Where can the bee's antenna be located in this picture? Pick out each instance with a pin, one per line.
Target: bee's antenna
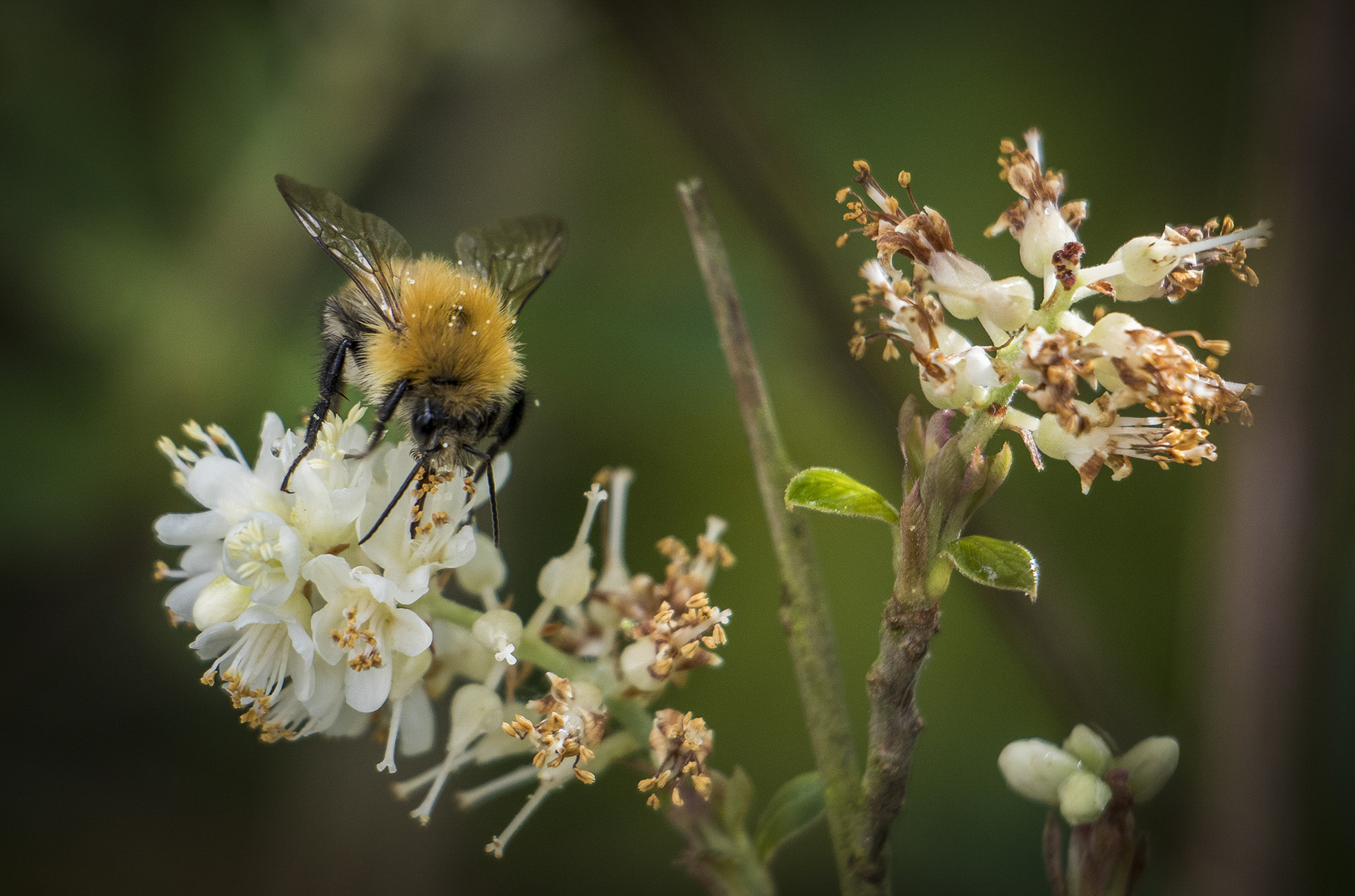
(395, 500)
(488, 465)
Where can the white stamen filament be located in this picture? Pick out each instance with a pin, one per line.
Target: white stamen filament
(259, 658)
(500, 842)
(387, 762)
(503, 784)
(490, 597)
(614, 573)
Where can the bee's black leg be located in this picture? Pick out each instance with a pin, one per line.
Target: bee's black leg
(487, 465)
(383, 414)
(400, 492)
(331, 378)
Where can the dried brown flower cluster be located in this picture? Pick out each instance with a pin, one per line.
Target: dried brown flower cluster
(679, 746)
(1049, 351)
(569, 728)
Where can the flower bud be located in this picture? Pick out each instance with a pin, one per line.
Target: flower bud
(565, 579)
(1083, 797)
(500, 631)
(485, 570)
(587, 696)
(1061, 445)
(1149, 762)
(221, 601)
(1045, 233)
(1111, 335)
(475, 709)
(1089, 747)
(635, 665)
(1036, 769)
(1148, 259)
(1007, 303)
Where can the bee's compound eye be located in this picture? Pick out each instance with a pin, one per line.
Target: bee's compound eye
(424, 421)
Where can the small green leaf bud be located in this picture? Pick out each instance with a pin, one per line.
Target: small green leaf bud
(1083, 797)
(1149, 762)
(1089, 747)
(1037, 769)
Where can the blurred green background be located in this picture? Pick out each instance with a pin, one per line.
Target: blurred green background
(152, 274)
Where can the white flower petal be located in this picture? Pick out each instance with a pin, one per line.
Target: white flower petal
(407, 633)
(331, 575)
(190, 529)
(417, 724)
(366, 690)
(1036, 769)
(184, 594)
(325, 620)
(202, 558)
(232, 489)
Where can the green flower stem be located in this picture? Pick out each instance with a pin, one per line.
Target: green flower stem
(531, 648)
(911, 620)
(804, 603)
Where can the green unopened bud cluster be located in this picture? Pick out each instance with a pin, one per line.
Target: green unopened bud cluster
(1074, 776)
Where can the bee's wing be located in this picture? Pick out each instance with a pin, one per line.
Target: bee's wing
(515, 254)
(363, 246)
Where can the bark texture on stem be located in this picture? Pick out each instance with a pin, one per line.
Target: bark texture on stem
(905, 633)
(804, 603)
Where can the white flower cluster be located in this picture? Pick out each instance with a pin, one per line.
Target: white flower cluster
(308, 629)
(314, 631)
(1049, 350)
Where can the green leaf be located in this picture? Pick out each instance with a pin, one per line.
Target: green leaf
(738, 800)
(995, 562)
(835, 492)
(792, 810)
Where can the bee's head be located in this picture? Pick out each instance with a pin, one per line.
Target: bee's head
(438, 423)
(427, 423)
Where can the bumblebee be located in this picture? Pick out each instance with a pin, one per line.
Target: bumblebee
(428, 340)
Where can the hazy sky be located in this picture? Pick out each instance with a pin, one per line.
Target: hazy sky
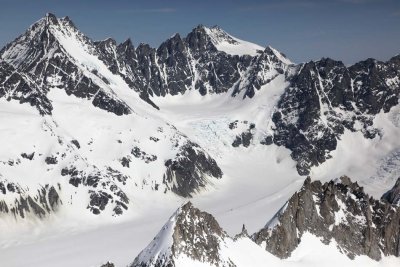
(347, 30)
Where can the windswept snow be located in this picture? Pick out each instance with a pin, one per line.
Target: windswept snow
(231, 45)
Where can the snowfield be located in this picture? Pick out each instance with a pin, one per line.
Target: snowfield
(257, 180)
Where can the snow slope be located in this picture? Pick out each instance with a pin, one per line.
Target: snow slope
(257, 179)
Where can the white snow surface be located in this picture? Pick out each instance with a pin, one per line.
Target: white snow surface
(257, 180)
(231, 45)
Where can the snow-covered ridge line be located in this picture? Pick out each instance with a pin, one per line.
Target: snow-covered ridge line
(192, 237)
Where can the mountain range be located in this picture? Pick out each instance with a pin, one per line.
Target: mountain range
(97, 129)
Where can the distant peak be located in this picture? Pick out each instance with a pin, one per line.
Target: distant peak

################

§ Short problem: Rewrite the records from the line with "Where can the bee's head" through the end of the records, replacing "hazy sky" with "overcast sky" and leaving everything else unchanged. Leave the pictures out of your answer.

§ Response:
Where can the bee's head be located in this picture? Pick out each instance with a pin, one per line.
Target: bee's head
(438, 423)
(427, 423)
Where can the bumblebee be located in this picture? Pick out each instance with a pin, one per line.
Target: bumblebee
(428, 340)
Where can the overcast sky be located in this picture? Pick out each instance with a pin, one per line.
Target: overcast sky
(347, 30)
Where can the windswept snow be located in this picture? Pick out each instance with a pin, one per line.
Target: windswept snow
(231, 45)
Where can the snowfield be located in this picture? Pick out each instance with a pin, one per line.
Target: snowfield
(257, 180)
Where can the snow slope be located in this picture? Pick out each instance with a pin, one per line.
Target: snow slope
(257, 179)
Where can the white snow surface be located in this picture? Pick out each instance with a pin, one per line.
Target: white snow surface
(257, 180)
(231, 45)
Where can the snow-covered ridge line be located in this picture? Pick out each instance with a pin, one per line.
Target: snow-covered ridge line
(192, 237)
Where can the mountain range be located in this picture? Pick out each instance with a pin, one per line.
Target: mountain range
(97, 129)
Where can the distant peak be located in this picture? Pick out each instance with a pin, one per line.
Target: distant peak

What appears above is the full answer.